**WHAT THE EXERCISE ASKS**
For this exercise, reproduce the records exactly as they stand and do not carry any images over.

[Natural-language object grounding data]
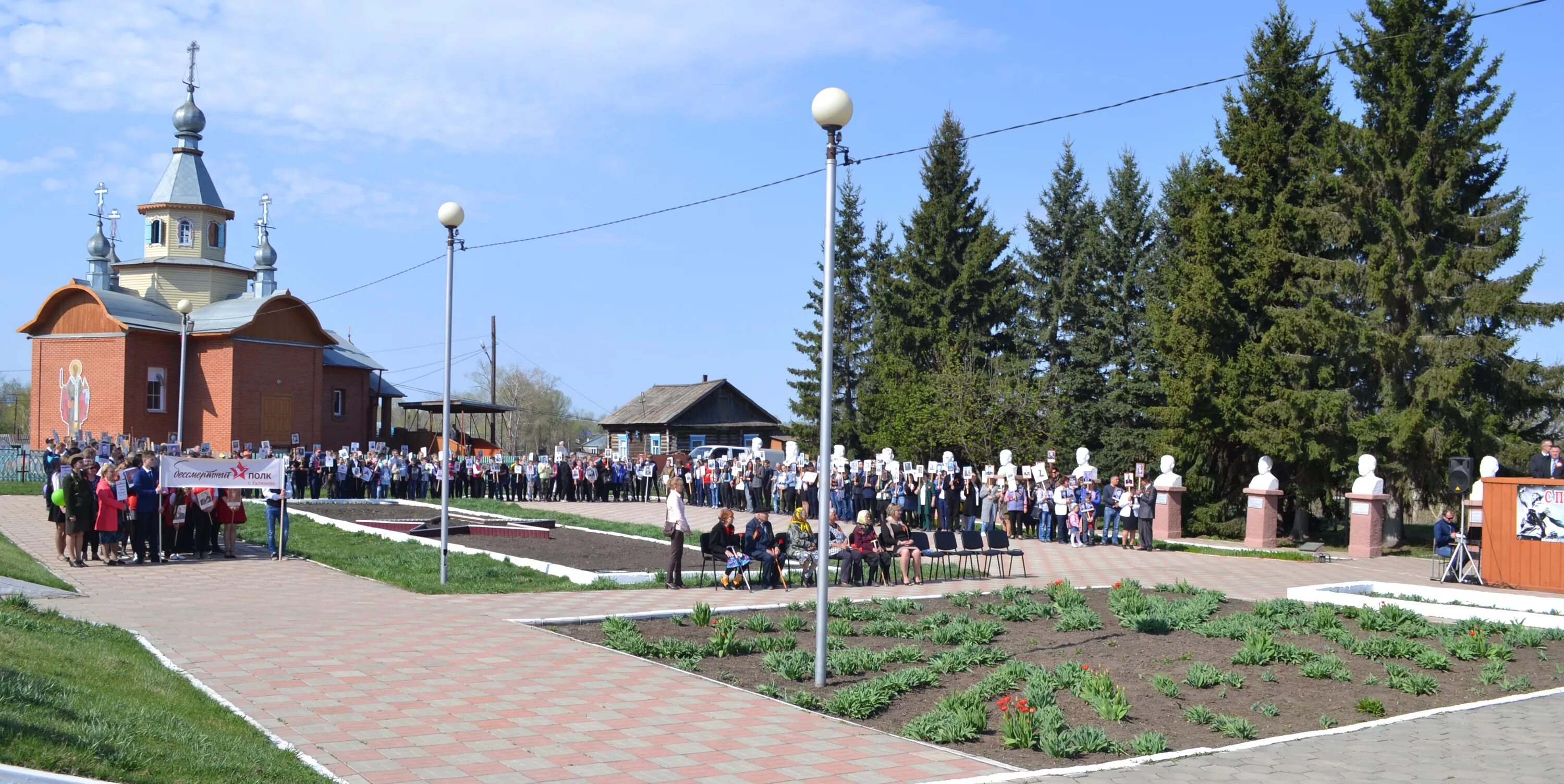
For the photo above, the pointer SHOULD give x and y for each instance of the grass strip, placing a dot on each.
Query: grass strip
(16, 564)
(91, 702)
(402, 564)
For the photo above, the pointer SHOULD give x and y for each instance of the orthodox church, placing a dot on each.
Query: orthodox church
(259, 366)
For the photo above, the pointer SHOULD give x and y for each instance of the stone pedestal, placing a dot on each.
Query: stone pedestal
(1366, 533)
(1261, 519)
(1169, 520)
(1474, 512)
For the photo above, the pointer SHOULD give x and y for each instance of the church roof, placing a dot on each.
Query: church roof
(348, 356)
(185, 262)
(137, 312)
(187, 182)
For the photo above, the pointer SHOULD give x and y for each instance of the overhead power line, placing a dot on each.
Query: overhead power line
(1056, 118)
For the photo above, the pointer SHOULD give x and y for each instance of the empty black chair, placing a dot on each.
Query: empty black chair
(920, 541)
(945, 542)
(973, 547)
(1000, 547)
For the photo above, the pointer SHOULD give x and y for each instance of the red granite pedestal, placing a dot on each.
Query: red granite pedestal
(1366, 534)
(1169, 520)
(1260, 530)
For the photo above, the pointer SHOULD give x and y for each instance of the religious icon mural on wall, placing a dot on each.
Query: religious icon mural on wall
(76, 398)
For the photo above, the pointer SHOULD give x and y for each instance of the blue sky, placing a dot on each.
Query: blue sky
(362, 118)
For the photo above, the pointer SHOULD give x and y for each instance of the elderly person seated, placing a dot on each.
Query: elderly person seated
(803, 545)
(851, 559)
(865, 541)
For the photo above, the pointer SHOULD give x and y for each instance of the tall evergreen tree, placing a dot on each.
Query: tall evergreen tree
(1127, 263)
(1297, 368)
(947, 293)
(950, 284)
(850, 332)
(1433, 232)
(1263, 363)
(1067, 304)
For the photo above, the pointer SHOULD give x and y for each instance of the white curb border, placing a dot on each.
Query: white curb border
(1357, 595)
(205, 689)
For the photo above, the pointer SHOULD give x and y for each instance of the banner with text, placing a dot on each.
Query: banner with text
(196, 472)
(1539, 514)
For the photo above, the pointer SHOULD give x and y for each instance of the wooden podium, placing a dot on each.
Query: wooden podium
(1510, 561)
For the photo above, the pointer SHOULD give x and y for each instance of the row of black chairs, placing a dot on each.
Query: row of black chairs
(950, 552)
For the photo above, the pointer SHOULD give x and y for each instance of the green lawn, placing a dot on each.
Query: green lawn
(19, 566)
(402, 564)
(22, 489)
(91, 702)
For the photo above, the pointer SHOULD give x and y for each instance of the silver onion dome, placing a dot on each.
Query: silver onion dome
(97, 244)
(188, 118)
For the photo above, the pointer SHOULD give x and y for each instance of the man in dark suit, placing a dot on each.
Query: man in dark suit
(1541, 464)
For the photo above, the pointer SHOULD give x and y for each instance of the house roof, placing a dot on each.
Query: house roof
(348, 356)
(665, 403)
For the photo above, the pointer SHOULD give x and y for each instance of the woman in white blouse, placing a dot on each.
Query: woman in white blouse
(675, 526)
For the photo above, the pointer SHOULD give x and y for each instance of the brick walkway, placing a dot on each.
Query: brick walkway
(385, 686)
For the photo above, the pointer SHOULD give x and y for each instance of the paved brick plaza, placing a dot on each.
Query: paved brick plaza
(385, 686)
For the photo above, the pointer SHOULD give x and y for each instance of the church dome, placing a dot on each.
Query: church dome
(188, 118)
(97, 244)
(265, 255)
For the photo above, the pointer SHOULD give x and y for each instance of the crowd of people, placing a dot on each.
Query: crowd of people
(108, 506)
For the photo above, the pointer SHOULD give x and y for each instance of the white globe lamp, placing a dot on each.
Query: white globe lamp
(833, 108)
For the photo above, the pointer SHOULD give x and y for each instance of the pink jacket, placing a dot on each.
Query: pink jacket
(108, 508)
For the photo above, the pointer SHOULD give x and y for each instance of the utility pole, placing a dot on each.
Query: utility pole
(493, 370)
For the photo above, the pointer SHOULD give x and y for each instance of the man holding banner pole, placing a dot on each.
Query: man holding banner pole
(270, 476)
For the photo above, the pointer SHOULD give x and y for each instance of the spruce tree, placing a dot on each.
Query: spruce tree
(1296, 371)
(945, 295)
(1127, 263)
(850, 345)
(950, 285)
(1067, 304)
(1433, 234)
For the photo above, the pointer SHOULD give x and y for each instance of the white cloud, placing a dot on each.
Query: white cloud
(467, 74)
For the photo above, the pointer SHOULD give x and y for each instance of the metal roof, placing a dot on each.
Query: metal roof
(226, 315)
(137, 312)
(665, 403)
(348, 356)
(187, 182)
(457, 408)
(185, 262)
(382, 388)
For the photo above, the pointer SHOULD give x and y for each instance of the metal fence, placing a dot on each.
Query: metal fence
(18, 466)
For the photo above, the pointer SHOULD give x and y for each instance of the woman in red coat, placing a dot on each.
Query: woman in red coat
(107, 523)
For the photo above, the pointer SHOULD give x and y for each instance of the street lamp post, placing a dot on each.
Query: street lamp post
(451, 216)
(833, 108)
(185, 329)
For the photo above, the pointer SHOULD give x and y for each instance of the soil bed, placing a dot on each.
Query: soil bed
(1131, 659)
(584, 550)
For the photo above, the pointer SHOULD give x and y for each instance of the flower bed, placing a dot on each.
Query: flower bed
(1066, 677)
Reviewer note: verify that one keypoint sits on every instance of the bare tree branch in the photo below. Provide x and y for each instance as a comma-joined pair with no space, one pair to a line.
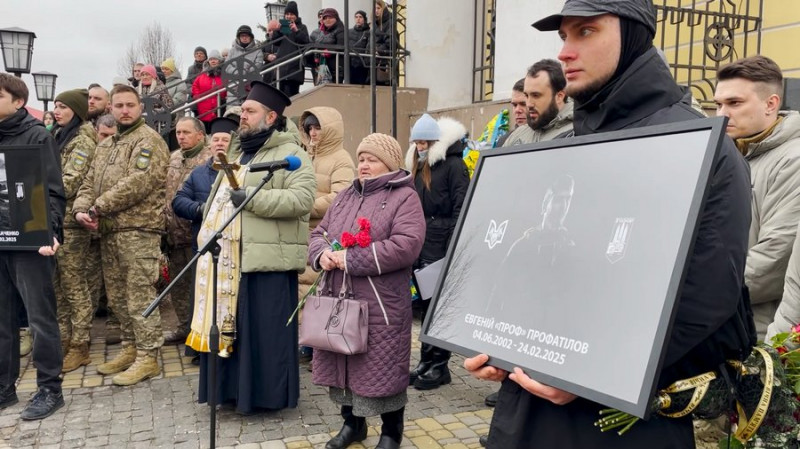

**RESULT OF THE TASK**
For the photo above, the pointer SHOULD give x and y for each instance of the grass strip, placing a dot on each.
Query: grass strip
(16, 564)
(91, 702)
(402, 564)
For the photo above, the pointer SHOULD give x and y for each instance of the orthodox church, placing a dot on each.
Query: orthodox church
(259, 366)
For the photo above, the pointer SHOULD give x and y for each instance of the stone pedestal, placing a dot on each.
Query: stone pedestal
(1366, 533)
(1261, 519)
(1169, 520)
(1474, 512)
For the photo above, the pointer SHOULD give x and y for each instance of the church roof, placing a dot on each.
Query: church roof
(348, 356)
(185, 262)
(137, 312)
(187, 182)
For the photo above, the pointer SHOULD give x and y for each instance of the overhead power line, placing a dot on each.
Query: overhead power line
(1056, 118)
For the photo above, the pointer SHOULD give x and y for each instance of the empty black chair, placing a dot on each.
Query: empty black chair
(920, 541)
(945, 542)
(973, 547)
(1000, 547)
For the photo above, the pointer SHOULD give x and y for each instance of the red granite pedestal, placing a dot on each.
Query: red granite pedestal
(1366, 534)
(1169, 520)
(1260, 530)
For the photo above, the pointer SHOULD give x and y for each instance of the religious icon mural on wall, placing a dot on each.
Query: religious icon mural on wall
(76, 398)
For the photo above, the pointer SHOULD give x and y for each instance of the blue sky, placing a dot on each.
Query: blue sky
(362, 118)
For the photo above, the pointer SHOULD give x and y for each instance of the elderly person seated, placing a dot on each.
Query: elderly person seated
(803, 545)
(851, 559)
(865, 541)
For the photo above, the pointer SHOULD give x and y for each instance of the tall evergreen tree, placing a dot on each.
Query: tall evergreen tree
(1127, 263)
(1297, 368)
(947, 293)
(950, 284)
(850, 332)
(1433, 232)
(1263, 363)
(1067, 304)
For the photo above, the pointer SHOULD give x and y for each instance of the white curb border, placing a dot on each.
Query: white curb border
(1357, 595)
(205, 689)
For the photo above, the pointer SHOULD give x and y for each instance of the banner with text, placing a dot on each.
Query: banner with text
(196, 472)
(1539, 514)
For the photo above, the pointer SHOULD give x and y for each instance of the wooden podium, placing a dot on each.
Query: wooden podium
(1510, 561)
For the photo above, the pointer SHOULD give x and y for each instance of the row of black chairs, placing a dot on each.
Query: row of black chairs
(950, 552)
For the photo above, the pointer SHOULD give x and y for each instance of the green lawn, placing a dot on each.
Query: green lawn
(19, 566)
(402, 564)
(22, 489)
(91, 702)
For the photo above, the pointer SHOULD give x and y for each instance of the silver onion dome, placing a dot on each.
Query: silver onion dome
(97, 244)
(188, 118)
For the photo above, the pointer SHOULD give x and y for each instance of the man in dark suit, placing a dot on each.
Query: man in dark suit
(1541, 464)
For the photo above, the pointer SHOULD give x and y for each instance of the house roof, placing a dot on each.
Query: house roof
(348, 356)
(665, 403)
For the photo above, the pointer SHOULD give x and y for each instance of the woman in white blouse, placing a dot on each.
Query: woman in white blouse
(675, 526)
For the photo above, the pointer SHOULD give x and y for each instance of the brick walkway, placing a dot on each.
Query: brick walkway
(385, 686)
For the photo above, the pointer SHOULD give x and y for each instance of the paved brick plaza, placing a dot on each.
Query: paved brick plaza
(385, 686)
For the photo above, the pointer SHOULD give x and y for each instance of the church dome, placing a dot on each.
Query: church dome
(188, 118)
(97, 244)
(265, 255)
For the photo above, the pointer SHOULD give x and y for each instance of the crowd of people, placing a dot on each.
Query: crowd of people
(108, 506)
For the photo above, the pointer SHOULD give x and y for each instance of the white globe lamp, placing a dot on each.
Query: white globe lamp
(833, 108)
For the photo above, the pointer SHOULD give x and y for each instance of the pink jacket, placing a dot on each.
Query: pink jacket
(108, 508)
For the photo above, the pointer SHOULD give x and y for each instance of the utility pole, placing a dot on each.
Query: utility pole
(493, 370)
For the photo above, the pointer SHOULD give x and y for each instance of the man holding banner pole, placing a dot on each.
Query: man holding banner pole
(270, 476)
For the photo above, the pointer SHOULD give x and y for each instance of the spruce tree, placing a dot on each.
Query: spruce tree
(1296, 371)
(945, 295)
(1127, 263)
(850, 345)
(950, 285)
(1067, 304)
(1433, 234)
For the photo above, the pointer SHOULD give x and y for each instance of the white cloud, placing a dot on each.
Query: white cloud
(467, 74)
For the photo above, the pointer SHOULD give x and y for each instance of the metal roof, placing a dot on each.
Query: metal roof
(226, 315)
(137, 312)
(665, 403)
(348, 356)
(187, 182)
(457, 408)
(185, 262)
(382, 388)
For the photo above, the pointer SHOULD give x and y for each instance of the metal fence, placing a dot on each.
Query: metal fence
(18, 466)
For the photo above, the pointer SHOULD give x and y for each instance of the woman in red coat, placing a dot on each.
Query: woman in red coat
(107, 523)
For the photo above, the pointer SHOULD give x and y for each instance of the street lamp post, placing a dot on each.
Query: street lamp post
(451, 216)
(833, 108)
(185, 329)
For the photo above, the pointer SHOULD give x and y for each instance of the soil bed, placing a dot on each.
Query: soil bed
(1131, 659)
(584, 550)
For the photo above, the pointer SHOULD give x and y for each instance of the flower bed, placing a dot on each.
Query: flower bed
(1066, 677)
Reviewer note: verify that one keypoint sits on every instance of the bare tree branch in the photo below. Provide x and y for each instance as a comma-joined pair with no space, one pair to a line.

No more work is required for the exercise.